[CHALLENGE A]:
Shift every coordinate in the outline answers up by 66 for the entries between the line holding "[trace] black car" and the end of the entries, inclusive, and write all of those lines out again, requests included; leave the requests and their sample paths unchanged.

[EXCERPT PROVIDED]:

🔗 Share

Patent application title:

METHOD FOR REDUCING SKIP RATES IN SPEECH DATA LABELING

Publication number:

US20260045251A1

Publication date:

2026-02-12

Application number:

18/953,737

Filed date:

2024-11-20

Smart Summary: A new method helps improve the process of labeling speech data by reducing the number of skipped segments. It starts by collecting speech segments that need text labels, followed by labeling these segments. Next, a training set is created for a machine learning model, which is then built and trained. The trained model learns how labelers tend to skip segments and filters out those likely to be skipped before they are shown to the labelers. This approach saves time, boosts productivity, and maintains the quality of the labeled data. 🚀 TL;DR

Abstract:

The invention proposes a method to reduce the skip rate in speech data labeling, which is carried out through the following steps: Step 1: Collecting Speech Segments for Text Labeling; Step 2: Text Labeling of the Speech Segments; Step 3: Creating a Training Set for a Machine Learning Model; Step 4: Building the Machine Learning Model; Step 5: Training the Machine Learning Model; Step 6: Using the Machine Learning Model to Filter Data. The method helps reduce time and increase productivity in the speech data labeling process while ensuring data quality. The method employs a machine learning model to learn the behavior of skipping or not skipping speech segments by the labelers, thereby eliminating segments likely to be skipped before presenting the data to the labelers.

Inventors:

Bao Thang Ta 2 🇻🇳 Gia Binh District, Vietnam
Manh Quy Nguyen 2 🇻🇳 Ha Noi, Vietnam
Van Hai Do 1 🇻🇳 Ha Noi, Vietnam
Minh Khang Pham 1 🇻🇳 Ha Noi, Vietnam

Nhat Minh Le 1 🇻🇳 Ha Noi, Vietnam
Ngoc Dung Nguyen 1 🇻🇳 Ha Noi, Vietnam
Manh Quan Tran 1 🇻🇳 Ha Noi, Vietnam

Assignee:

VIETTEL GROUP 130 🇻🇳 Ha Noi City, Vietnam

Applicant:

VIETTEL GROUP 🇻🇳 Ha Noi City, Vietnam

Interested in similar patents?

Get notified when new applications in this technology area are published.

Create Free Alert

Classification:

G10L15/04 » CPC main

Speech recognition Segmentation; Word boundary detection

G10L15/16 » CPC further

Speech recognition; Speech classification or search using artificial neural networks

Description

BACKGROUND

1. Technical Field

The invention relates to a method to reduce the skip rate in speech data labeling. Specifically, the method aims to reduce the skip rate during the speech data labeling process, thus improving productivity while maintaining data quality.

2. Introduction

With the rapid development of artificial intelligence, especially in speech processing, the demand for labeled data has significantly increased to train machine learning models. Speech data labeling involves human labelers listening to and transcribing the content of speech segments. However, not all speech segments are clearly audible, due to factors such as poor quality, noisy environments, or low volume, which may cause the labelers to skip these segments. This leads to wasted time and effort. Therefore, there is a need for an automatic method to detect segments likely to be skipped during labeling, to reduce wasted time and improve labeling productivity.

BRIEF DESCRIPTION OF THE DRAWINGS

FIG. 1 illustrates the process to build the machine learning model (from step 1 to step 5).

FIG. 2 illustrates the process for automatically applying the machine learning model to filter data (step 1 and step 6).

DETAILED DESCRIPTION

This present invention aims to propose a method to reduce the skip rate during speech data labeling, to enhance productivity.

[RECORDS SHOWN]:
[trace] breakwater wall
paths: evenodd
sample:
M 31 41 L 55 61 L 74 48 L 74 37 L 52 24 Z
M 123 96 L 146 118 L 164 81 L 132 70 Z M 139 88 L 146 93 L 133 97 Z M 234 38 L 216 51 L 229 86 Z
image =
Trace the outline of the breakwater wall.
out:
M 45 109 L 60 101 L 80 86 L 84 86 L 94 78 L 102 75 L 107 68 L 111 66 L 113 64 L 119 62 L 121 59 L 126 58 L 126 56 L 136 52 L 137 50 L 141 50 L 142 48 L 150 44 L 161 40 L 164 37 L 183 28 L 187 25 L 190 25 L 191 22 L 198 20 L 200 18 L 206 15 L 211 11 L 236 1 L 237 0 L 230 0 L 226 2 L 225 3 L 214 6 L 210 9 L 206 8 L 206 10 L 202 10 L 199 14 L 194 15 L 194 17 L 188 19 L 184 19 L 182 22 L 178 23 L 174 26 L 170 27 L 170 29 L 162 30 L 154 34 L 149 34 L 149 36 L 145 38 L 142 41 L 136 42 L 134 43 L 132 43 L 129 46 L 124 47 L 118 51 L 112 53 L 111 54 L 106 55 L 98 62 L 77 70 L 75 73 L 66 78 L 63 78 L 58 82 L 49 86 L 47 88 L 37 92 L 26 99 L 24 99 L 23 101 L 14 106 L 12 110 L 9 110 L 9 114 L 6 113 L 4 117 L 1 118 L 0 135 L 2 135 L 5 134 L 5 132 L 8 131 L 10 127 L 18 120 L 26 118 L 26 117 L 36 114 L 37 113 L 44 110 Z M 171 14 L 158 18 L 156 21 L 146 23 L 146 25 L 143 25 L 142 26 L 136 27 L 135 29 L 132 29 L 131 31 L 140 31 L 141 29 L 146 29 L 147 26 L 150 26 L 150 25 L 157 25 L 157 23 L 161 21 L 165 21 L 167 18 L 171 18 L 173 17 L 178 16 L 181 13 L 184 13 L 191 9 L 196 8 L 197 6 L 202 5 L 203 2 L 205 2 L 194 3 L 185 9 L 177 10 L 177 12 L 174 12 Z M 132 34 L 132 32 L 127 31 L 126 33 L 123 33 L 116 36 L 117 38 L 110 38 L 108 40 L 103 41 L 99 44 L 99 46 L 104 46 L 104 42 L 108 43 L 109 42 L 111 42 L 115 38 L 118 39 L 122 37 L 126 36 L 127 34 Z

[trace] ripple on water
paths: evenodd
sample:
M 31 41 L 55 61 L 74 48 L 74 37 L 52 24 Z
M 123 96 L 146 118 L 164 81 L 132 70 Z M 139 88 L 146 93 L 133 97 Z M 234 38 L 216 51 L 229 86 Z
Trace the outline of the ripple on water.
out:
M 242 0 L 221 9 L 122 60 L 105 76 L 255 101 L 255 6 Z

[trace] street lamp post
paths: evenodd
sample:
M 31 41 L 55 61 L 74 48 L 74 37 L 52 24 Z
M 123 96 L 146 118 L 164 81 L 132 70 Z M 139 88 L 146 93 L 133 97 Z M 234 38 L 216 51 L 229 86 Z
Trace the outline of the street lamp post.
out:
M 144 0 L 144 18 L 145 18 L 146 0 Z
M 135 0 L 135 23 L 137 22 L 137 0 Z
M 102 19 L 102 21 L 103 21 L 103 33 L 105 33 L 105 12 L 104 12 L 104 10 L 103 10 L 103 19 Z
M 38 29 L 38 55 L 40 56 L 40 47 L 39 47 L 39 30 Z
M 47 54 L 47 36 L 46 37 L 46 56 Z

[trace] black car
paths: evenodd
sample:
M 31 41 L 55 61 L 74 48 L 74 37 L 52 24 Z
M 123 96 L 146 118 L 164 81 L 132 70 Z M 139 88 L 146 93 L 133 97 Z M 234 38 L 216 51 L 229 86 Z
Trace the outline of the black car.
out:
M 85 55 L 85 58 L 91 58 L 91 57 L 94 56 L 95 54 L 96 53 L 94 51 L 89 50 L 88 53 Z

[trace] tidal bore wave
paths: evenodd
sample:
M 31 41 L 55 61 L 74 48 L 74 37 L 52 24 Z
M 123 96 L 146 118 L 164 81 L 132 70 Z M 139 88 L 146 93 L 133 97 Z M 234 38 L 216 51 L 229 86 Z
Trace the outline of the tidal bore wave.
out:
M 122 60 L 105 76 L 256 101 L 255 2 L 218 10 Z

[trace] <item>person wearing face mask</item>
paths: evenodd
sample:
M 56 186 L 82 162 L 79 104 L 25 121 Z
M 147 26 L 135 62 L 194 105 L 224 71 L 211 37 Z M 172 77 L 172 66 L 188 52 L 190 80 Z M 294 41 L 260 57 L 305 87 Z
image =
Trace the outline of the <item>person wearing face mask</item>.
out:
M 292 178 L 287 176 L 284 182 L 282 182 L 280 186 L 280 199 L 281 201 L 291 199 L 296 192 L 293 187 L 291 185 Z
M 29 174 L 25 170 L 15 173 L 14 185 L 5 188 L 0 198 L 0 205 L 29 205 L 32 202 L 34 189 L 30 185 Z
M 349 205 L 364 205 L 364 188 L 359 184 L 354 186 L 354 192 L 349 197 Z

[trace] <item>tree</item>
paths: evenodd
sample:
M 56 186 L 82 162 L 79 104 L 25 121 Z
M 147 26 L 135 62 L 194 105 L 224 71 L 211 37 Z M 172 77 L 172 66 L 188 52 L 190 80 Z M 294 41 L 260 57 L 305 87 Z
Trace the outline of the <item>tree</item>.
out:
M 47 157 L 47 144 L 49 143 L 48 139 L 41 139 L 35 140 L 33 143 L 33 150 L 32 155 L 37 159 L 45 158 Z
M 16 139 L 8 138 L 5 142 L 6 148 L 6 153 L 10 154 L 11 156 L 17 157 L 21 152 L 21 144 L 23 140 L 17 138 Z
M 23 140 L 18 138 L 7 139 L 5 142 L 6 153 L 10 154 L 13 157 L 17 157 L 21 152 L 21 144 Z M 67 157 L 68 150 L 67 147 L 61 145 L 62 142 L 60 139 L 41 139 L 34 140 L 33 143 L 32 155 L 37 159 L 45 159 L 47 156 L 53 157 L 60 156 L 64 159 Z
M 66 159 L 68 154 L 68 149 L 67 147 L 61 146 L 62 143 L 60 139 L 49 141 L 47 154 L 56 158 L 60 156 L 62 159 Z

[CHALLENGE B]:
Rewrite the part of the patent application on speech data labeling between "The invention relates" and "maintaining data quality.", inclusive, with "productivity" changed to "efficiency".

[TASK SOLUTION A]:
[trace] black car
paths: evenodd
sample:
M 31 41 L 55 61 L 74 48 L 74 37 L 52 24 Z
M 123 96 L 146 118 L 164 81 L 132 70 Z M 139 88 L 146 93 L 133 97 Z M 234 38 L 216 51 L 229 86 Z
Trace the outline of the black car.
out:
M 151 121 L 151 124 L 157 124 L 157 123 L 160 122 L 161 120 L 162 119 L 160 117 L 155 116 L 154 119 Z

[trace] tidal bore wave
paths: evenodd
sample:
M 31 41 L 55 61 L 74 48 L 74 37 L 52 24 Z
M 123 96 L 146 118 L 164 81 L 132 70 Z M 139 88 L 146 93 L 133 97 Z M 234 38 L 216 51 L 229 86 Z
Trace the outline of the tidal bore wave.
out:
M 188 126 L 171 142 L 322 167 L 321 68 L 284 76 Z

[trace] <item>person wearing face mask</item>
paths: evenodd
sample:
M 56 186 L 82 162 L 79 104 L 25 121 Z
M 147 26 L 135 62 L 194 105 L 224 71 L 211 37 Z M 172 77 L 172 66 L 188 52 L 190 80 Z M 294 41 L 260 57 L 305 87 Z
image =
Trace the outline of the <item>person wearing face mask</item>.
out:
M 358 244 L 353 242 L 350 248 L 348 248 L 346 252 L 346 265 L 347 267 L 357 265 L 362 258 L 359 253 L 357 251 Z
M 95 240 L 91 236 L 81 239 L 80 251 L 71 254 L 66 264 L 66 271 L 95 271 L 98 268 L 100 255 L 96 251 Z
M 415 271 L 430 271 L 430 254 L 425 250 L 420 252 L 420 258 L 415 263 Z

[trace] <item>tree</item>
paths: evenodd
sample:
M 56 186 L 82 162 L 79 104 L 25 121 Z
M 147 26 L 135 62 L 194 105 L 224 71 L 211 37 Z M 172 77 L 172 66 L 188 52 L 190 80 Z M 294 41 L 260 57 L 305 87 Z
Trace the outline of the <item>tree</item>.
out:
M 113 223 L 113 210 L 115 209 L 114 205 L 107 205 L 101 206 L 99 209 L 99 216 L 98 221 L 103 225 L 111 224 Z
M 82 205 L 74 204 L 71 208 L 72 214 L 72 219 L 76 220 L 77 222 L 83 223 L 87 218 L 87 210 L 89 206 L 83 204 Z
M 89 206 L 84 204 L 73 205 L 71 208 L 72 219 L 76 220 L 79 223 L 83 223 L 87 218 L 87 210 Z M 133 223 L 134 216 L 133 213 L 127 211 L 128 208 L 126 205 L 107 205 L 100 206 L 99 209 L 98 221 L 103 225 L 111 225 L 113 222 L 119 223 L 126 222 L 130 225 Z
M 132 225 L 134 220 L 134 215 L 133 213 L 127 212 L 128 209 L 126 205 L 115 207 L 113 220 L 122 224 L 126 222 L 128 225 Z

[TASK SOLUTION B]:
The invention relates to a method to reduce the skip rate in speech data labeling. Specifically, the method aims to reduce the skip rate during the speech data labeling process, thus improving efficiency while maintaining data quality.